TAREA
Prosiga el fragmento sobre si Dios acepta por igual el culto de cualquier religión, comenzando justo después de su última oración.

FRAGMENTO PARA LEER
Si se nos dijera que Dios se da por satisfecho de los homenajes de la
criatura, sean cuales fueren las creencias que profese y el culto en que
le tribute la expresión de su gratitud y acatamiento, entonces
preguntaremos: ¿cómo es posible que a los ojos de un Ser de infinita
verdad sean indiferentes la verdad y el error? ¿Cómo es dable concebir
que a los ojos de la santidad infinita sean indiferentes la santidad y
la abominación? ¿Cómo es posible que un Dios infinitamente sabio,
infinitamente bueno, infinitamente próvido, no haya cuidado de
proporcionar a sus criaturas algunos medios para alcanzar la verdad,
para saber cuál era el modo que le era agradable de recibir los
obsequios y las súplicas de los mortales? Si las religiones sólo
tuviesen entre sí diferencias muy ligeras, el absurdo de darlas todas
por buenas fuera menos repugnante, pero recuérdese que casi
todas ellas están diametralmente opuestas
en puntos importantísimos; que las unas admiten un solo Dios, y otras
los adoran en crecido número; que unas reconocen el libre albedrío del
hombre, y otras lo desechan; que unas asientan por uno de los principios
fundamentales la creación, otras se avienen con la eternidad de la
materia; recórrase la enorme variedad de sus respectivos dogmas, de su
moral, de su culto, y dígase si no es el mayor de los absurdos el
suponer que Dios puede darse por satisfecho con adoraciones tan
contradictorias.

EXTRACTOS DE DATOS
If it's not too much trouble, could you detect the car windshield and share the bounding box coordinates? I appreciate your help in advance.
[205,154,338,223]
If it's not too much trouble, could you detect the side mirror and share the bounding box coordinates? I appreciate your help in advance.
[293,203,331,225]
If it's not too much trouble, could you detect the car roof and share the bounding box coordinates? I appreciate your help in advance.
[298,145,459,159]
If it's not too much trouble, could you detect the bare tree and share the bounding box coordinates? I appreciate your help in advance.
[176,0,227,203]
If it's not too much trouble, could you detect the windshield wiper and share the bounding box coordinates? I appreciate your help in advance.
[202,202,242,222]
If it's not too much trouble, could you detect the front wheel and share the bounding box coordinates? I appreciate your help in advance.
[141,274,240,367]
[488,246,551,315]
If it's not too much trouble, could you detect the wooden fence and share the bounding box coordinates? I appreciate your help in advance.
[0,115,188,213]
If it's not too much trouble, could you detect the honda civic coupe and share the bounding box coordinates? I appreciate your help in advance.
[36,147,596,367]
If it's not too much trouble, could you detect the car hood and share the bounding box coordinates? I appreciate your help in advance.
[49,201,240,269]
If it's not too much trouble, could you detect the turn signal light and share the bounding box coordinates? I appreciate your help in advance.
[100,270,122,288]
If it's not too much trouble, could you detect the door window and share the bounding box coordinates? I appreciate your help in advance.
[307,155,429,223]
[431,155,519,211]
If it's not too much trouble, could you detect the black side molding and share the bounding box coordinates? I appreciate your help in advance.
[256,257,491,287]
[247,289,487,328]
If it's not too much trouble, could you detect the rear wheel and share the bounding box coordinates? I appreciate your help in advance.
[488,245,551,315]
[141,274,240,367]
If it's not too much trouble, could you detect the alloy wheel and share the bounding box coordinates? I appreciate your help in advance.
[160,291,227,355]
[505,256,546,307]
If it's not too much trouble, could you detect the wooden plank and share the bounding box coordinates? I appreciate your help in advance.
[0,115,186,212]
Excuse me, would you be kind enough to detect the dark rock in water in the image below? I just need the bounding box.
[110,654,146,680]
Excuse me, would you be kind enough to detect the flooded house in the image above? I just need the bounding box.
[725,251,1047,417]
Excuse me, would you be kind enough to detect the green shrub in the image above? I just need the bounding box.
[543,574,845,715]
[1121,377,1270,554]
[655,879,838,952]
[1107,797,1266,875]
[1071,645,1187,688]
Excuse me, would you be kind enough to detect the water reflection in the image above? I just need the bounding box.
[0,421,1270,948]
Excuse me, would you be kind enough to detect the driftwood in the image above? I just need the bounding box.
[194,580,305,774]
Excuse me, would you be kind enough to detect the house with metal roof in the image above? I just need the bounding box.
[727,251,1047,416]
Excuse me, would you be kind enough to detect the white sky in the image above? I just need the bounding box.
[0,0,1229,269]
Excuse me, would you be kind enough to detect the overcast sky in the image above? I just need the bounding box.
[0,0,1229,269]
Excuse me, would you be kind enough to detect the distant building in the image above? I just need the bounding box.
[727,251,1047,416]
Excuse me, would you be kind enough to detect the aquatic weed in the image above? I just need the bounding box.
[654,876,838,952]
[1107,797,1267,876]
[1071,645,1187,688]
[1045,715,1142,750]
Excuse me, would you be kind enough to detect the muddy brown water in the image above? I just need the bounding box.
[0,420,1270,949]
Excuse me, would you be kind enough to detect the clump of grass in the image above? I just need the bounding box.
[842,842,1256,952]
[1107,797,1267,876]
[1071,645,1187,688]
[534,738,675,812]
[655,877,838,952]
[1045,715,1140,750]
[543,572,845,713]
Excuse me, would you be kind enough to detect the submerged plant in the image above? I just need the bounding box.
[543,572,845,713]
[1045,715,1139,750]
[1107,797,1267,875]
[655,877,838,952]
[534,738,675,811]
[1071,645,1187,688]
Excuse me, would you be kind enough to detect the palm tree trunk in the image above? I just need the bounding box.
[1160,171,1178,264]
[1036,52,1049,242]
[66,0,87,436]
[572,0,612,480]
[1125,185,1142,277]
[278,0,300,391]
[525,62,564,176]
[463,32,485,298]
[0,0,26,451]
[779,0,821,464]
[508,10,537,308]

RESPUESTA CORRECTA
Vea V., mi
estimado amigo, cuán bien se aplica a esta cuestión el principio
dialéctico que más arriba he recordado; y cómo una dificultad que
algunos se empeñan en dirigir exclusivamente contra los católicos, no
les toca a ellos únicamente, sino a todos los hombres que profesan una
religión, y aún a los puros deístas. ¿Qué debe hacerse en semejantes
casos? ¿Cómo se pueden obviar tamañas dificultades? He aquí el camino
que en mi concepto debe seguir un hombre juicioso y prudente; he aquí la
manera de discurrir más conforme a razón: “El mal existe, es cierto;
pero la Providencia existe también, no es menos cierto; en apariencia
son dos cosas que no pueden existir juntas; pero, supuesto que tú sabes
ciertamente que existen, esta apariencia de contradicción no te basta
para negar esa existencia; lo que debes hacer, pues, es buscar el modo
con que pueda desaparecer esta contradicción, y, en caso de que no te
sea posible, considerar que esta imposibilidad nace de la debilidad de
tus alcances.”
Si bien se
observa, en los negocios más comunes de la vida hacemos a cada paso un
raciocinio semejante. Nos encontramos con dos hechos cuya coexistencia
nos parece imposible; a nuestro juicio se excluyen, se repugnan; pero
¿nos obstinamos por esto en negar que los hechos existan, cuando tenemos
bastantes motivos para darnos la competente certeza? De seguro que no.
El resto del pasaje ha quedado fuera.